*** Excerpt Section Begins ***

Monday 23 July 2018

Russia demands answers over death of ex-Putin aide in Washington hotel

The Dupont Circle Hotel where Mikhail Lesin was found dead (AP)
The Dupont Circle Hotel where Mikhail Lesin was found dead (AP)

Russian officials have demanded more information from the US about the mysterious death of a former aide to Russian President Vladimir Putin who was found in an upmarket Washington hotel room last year.

Post-mortem results said Mikhail Lesin, Mr Putin's former press minister who helped found the English-language news service Russia Today, died of blunt force trauma to the head and other parts of his body, but did not specify how he got the injuries.

The 57-year-old was discovered in his room at the Doyle Dupont Circle Hotel in November and Russian media, citing relatives, had previously reported that Mr Lesin suffered a heart attack.

*** Excerpt Section Ends ***
*** Entries provided Section Begins ***

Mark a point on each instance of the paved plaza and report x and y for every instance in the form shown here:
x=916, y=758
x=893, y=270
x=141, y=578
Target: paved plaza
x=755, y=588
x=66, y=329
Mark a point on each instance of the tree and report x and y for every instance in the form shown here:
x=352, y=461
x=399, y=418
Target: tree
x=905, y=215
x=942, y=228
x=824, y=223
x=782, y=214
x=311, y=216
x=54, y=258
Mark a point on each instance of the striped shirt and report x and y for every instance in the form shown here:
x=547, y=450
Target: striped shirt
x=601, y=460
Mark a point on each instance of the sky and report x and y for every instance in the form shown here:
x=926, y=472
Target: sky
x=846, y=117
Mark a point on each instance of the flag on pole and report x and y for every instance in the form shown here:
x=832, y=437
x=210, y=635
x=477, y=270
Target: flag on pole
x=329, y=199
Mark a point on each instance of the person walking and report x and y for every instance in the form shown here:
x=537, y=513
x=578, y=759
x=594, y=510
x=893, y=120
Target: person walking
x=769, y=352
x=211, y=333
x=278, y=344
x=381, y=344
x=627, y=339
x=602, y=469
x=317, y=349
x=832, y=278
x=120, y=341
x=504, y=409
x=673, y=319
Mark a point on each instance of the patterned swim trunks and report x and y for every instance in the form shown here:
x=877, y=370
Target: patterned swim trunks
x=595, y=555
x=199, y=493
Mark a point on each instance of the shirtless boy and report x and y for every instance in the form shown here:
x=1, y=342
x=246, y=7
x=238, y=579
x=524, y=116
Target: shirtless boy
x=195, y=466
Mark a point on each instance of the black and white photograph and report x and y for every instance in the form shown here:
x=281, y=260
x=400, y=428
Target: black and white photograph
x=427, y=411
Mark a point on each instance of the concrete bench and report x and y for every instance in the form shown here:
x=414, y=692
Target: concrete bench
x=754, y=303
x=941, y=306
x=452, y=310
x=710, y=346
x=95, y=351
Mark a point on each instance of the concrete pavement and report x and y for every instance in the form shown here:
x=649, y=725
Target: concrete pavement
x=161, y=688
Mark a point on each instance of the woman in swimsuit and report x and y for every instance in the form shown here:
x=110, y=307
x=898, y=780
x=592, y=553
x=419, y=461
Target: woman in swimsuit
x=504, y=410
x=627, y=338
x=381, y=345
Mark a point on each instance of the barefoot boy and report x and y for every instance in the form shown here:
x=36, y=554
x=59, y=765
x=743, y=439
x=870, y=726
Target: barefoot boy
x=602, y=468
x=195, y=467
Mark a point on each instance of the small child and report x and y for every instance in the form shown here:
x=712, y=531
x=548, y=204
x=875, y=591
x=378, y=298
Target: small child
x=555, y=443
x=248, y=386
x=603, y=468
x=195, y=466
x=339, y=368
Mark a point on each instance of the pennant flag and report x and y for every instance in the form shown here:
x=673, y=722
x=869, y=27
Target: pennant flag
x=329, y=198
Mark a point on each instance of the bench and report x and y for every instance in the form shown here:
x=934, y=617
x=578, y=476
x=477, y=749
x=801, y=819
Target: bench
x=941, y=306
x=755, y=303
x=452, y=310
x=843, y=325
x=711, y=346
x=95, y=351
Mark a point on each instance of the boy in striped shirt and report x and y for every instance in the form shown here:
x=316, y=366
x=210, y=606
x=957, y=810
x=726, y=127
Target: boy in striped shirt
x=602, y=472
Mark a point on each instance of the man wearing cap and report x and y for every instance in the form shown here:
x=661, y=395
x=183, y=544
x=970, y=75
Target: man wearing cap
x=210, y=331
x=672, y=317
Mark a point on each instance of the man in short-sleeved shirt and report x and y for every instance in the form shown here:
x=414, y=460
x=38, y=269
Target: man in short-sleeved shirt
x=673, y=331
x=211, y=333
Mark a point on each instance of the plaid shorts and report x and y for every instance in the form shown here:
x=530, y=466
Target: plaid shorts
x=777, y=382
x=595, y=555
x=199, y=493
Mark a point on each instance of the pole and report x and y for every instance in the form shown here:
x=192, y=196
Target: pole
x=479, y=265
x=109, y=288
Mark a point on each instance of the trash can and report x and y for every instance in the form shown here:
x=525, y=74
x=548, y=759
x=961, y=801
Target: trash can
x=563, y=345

*** Entries provided Section Ends ***

*Your instructions:*
List every past position or accomplishment that the news report above the records credits to Mikhail Lesin.

*Response for this exercise:*
- Former aide to Russian President Vladimir Putin
- Mr Putin's former press minister
- Helped found the English-language news service Russia Today